Data records
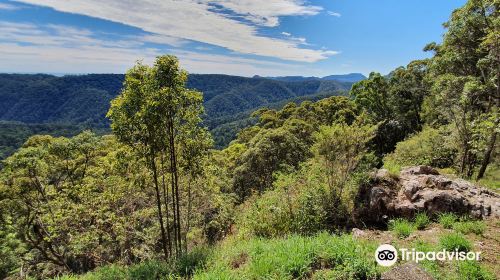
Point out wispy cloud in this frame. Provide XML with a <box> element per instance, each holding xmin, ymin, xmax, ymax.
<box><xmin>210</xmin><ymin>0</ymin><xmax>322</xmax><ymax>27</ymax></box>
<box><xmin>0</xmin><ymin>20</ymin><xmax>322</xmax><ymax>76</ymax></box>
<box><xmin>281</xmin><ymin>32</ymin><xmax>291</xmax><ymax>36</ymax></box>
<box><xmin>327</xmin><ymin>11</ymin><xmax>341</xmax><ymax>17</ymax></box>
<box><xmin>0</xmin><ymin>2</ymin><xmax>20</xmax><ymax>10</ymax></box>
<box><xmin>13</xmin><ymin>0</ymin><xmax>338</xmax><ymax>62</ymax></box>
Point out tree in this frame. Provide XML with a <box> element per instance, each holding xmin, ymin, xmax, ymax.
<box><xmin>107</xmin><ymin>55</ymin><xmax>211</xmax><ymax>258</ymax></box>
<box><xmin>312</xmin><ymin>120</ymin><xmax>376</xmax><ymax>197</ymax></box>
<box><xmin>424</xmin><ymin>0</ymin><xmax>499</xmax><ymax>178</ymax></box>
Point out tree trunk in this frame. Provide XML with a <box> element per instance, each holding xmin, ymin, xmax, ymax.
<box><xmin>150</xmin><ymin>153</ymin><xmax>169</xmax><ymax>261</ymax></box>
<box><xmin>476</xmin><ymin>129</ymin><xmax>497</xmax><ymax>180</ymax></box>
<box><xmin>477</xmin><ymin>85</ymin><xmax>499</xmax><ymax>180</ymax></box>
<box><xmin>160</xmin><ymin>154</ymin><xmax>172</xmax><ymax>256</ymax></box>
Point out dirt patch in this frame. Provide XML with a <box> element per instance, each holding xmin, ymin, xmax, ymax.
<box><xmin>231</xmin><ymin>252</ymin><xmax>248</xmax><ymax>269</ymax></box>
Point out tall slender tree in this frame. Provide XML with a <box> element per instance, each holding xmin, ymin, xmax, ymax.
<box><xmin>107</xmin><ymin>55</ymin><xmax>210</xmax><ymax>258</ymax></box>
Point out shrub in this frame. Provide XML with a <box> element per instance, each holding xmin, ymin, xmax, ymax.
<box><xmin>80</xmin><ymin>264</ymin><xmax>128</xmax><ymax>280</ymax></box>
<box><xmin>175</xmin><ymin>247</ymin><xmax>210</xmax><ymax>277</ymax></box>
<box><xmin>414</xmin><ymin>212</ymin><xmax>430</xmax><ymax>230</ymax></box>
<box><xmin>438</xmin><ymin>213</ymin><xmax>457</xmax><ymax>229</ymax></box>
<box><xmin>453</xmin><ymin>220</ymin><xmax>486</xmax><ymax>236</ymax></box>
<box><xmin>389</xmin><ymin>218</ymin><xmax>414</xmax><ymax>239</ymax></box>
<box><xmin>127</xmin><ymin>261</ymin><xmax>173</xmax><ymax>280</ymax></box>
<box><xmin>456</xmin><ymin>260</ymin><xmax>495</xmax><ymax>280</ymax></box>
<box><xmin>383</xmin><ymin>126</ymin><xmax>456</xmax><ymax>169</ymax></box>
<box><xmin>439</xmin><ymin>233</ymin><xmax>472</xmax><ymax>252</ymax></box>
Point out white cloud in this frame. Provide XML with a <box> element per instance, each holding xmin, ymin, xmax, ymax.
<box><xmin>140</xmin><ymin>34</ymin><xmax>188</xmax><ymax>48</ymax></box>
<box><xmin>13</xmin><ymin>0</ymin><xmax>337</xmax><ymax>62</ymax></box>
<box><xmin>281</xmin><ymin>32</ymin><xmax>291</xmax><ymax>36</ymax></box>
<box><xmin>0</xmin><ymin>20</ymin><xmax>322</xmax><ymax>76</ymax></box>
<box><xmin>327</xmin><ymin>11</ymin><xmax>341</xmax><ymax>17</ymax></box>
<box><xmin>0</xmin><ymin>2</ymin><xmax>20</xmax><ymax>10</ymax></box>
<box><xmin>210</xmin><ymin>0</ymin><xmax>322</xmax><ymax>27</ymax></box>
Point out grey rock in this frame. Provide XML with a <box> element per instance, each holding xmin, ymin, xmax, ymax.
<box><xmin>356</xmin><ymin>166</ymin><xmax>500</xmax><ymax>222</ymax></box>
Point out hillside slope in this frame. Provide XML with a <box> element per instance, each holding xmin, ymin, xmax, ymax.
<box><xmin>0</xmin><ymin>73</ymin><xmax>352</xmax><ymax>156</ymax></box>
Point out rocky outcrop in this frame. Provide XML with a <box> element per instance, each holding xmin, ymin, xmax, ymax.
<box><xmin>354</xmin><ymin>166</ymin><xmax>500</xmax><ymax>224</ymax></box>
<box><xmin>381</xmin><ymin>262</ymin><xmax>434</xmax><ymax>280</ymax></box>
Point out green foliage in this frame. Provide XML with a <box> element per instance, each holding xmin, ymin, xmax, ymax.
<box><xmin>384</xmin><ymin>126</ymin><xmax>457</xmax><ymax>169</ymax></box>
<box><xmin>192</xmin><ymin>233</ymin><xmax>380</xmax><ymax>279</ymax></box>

To do
Leaving out the pictures, transcribe the material above exactly.

Response box
Point out wispy cloud in this frame. Provide XML with a <box> element per instance, each holding xmin, ymin, xmax, ymax.
<box><xmin>210</xmin><ymin>0</ymin><xmax>322</xmax><ymax>27</ymax></box>
<box><xmin>0</xmin><ymin>20</ymin><xmax>322</xmax><ymax>76</ymax></box>
<box><xmin>281</xmin><ymin>32</ymin><xmax>291</xmax><ymax>36</ymax></box>
<box><xmin>327</xmin><ymin>11</ymin><xmax>341</xmax><ymax>17</ymax></box>
<box><xmin>0</xmin><ymin>2</ymin><xmax>20</xmax><ymax>10</ymax></box>
<box><xmin>13</xmin><ymin>0</ymin><xmax>338</xmax><ymax>62</ymax></box>
Point out tree in this frame. Provide XML with a <box> element per instance, each holding xmin, ymin, xmax, ymax.
<box><xmin>107</xmin><ymin>55</ymin><xmax>211</xmax><ymax>258</ymax></box>
<box><xmin>312</xmin><ymin>120</ymin><xmax>376</xmax><ymax>197</ymax></box>
<box><xmin>424</xmin><ymin>0</ymin><xmax>499</xmax><ymax>178</ymax></box>
Point out tree trunk in this frame. Provide XML with a <box> element per instance, each holding xmin, ymin, xmax, ymax.
<box><xmin>150</xmin><ymin>153</ymin><xmax>169</xmax><ymax>261</ymax></box>
<box><xmin>476</xmin><ymin>129</ymin><xmax>497</xmax><ymax>180</ymax></box>
<box><xmin>477</xmin><ymin>85</ymin><xmax>499</xmax><ymax>180</ymax></box>
<box><xmin>160</xmin><ymin>154</ymin><xmax>172</xmax><ymax>256</ymax></box>
Point out dirt patch in this frame. Provide XML with a <box> element per instance, each holding xmin, ymin, xmax, ymax.
<box><xmin>231</xmin><ymin>252</ymin><xmax>248</xmax><ymax>269</ymax></box>
Point out tall slender tree in this frame. Provide XML with a <box> element per instance, each holding xmin, ymin, xmax, ymax.
<box><xmin>107</xmin><ymin>55</ymin><xmax>210</xmax><ymax>258</ymax></box>
Point out shrub in this frame. Provide XML with a <box> element per instance, each holding xmin, ymin, xmax, ymax.
<box><xmin>80</xmin><ymin>264</ymin><xmax>128</xmax><ymax>280</ymax></box>
<box><xmin>175</xmin><ymin>247</ymin><xmax>210</xmax><ymax>277</ymax></box>
<box><xmin>414</xmin><ymin>212</ymin><xmax>430</xmax><ymax>230</ymax></box>
<box><xmin>438</xmin><ymin>213</ymin><xmax>457</xmax><ymax>229</ymax></box>
<box><xmin>453</xmin><ymin>220</ymin><xmax>486</xmax><ymax>236</ymax></box>
<box><xmin>389</xmin><ymin>218</ymin><xmax>414</xmax><ymax>239</ymax></box>
<box><xmin>127</xmin><ymin>261</ymin><xmax>173</xmax><ymax>280</ymax></box>
<box><xmin>456</xmin><ymin>260</ymin><xmax>495</xmax><ymax>280</ymax></box>
<box><xmin>383</xmin><ymin>126</ymin><xmax>456</xmax><ymax>169</ymax></box>
<box><xmin>439</xmin><ymin>233</ymin><xmax>472</xmax><ymax>252</ymax></box>
Point out white cloud in this frame. Provide XML with a <box> element per instance, each holding xmin, ymin, xmax, ymax.
<box><xmin>140</xmin><ymin>34</ymin><xmax>188</xmax><ymax>48</ymax></box>
<box><xmin>13</xmin><ymin>0</ymin><xmax>337</xmax><ymax>62</ymax></box>
<box><xmin>281</xmin><ymin>32</ymin><xmax>291</xmax><ymax>36</ymax></box>
<box><xmin>0</xmin><ymin>20</ymin><xmax>322</xmax><ymax>76</ymax></box>
<box><xmin>327</xmin><ymin>11</ymin><xmax>341</xmax><ymax>17</ymax></box>
<box><xmin>0</xmin><ymin>2</ymin><xmax>20</xmax><ymax>10</ymax></box>
<box><xmin>210</xmin><ymin>0</ymin><xmax>322</xmax><ymax>27</ymax></box>
Point out grey rock in this frame. Provide XML with a <box> element per instance, each holding xmin, ymin, xmax, ymax.
<box><xmin>356</xmin><ymin>166</ymin><xmax>500</xmax><ymax>222</ymax></box>
Point out hillside slope in this frame. Provide XML with a <box> element per instance, each holding xmin, ymin, xmax, ymax.
<box><xmin>0</xmin><ymin>73</ymin><xmax>352</xmax><ymax>156</ymax></box>
Point out rocky outcrop in this frame. Provide XML with a <box> element per instance, each holding xmin, ymin, xmax, ymax.
<box><xmin>354</xmin><ymin>166</ymin><xmax>500</xmax><ymax>224</ymax></box>
<box><xmin>381</xmin><ymin>262</ymin><xmax>434</xmax><ymax>280</ymax></box>
Point out green foliage in this frame. Provide XML with a <box> element per instance, each holding xmin, ymin, xmax, ymax.
<box><xmin>384</xmin><ymin>126</ymin><xmax>457</xmax><ymax>169</ymax></box>
<box><xmin>192</xmin><ymin>233</ymin><xmax>380</xmax><ymax>279</ymax></box>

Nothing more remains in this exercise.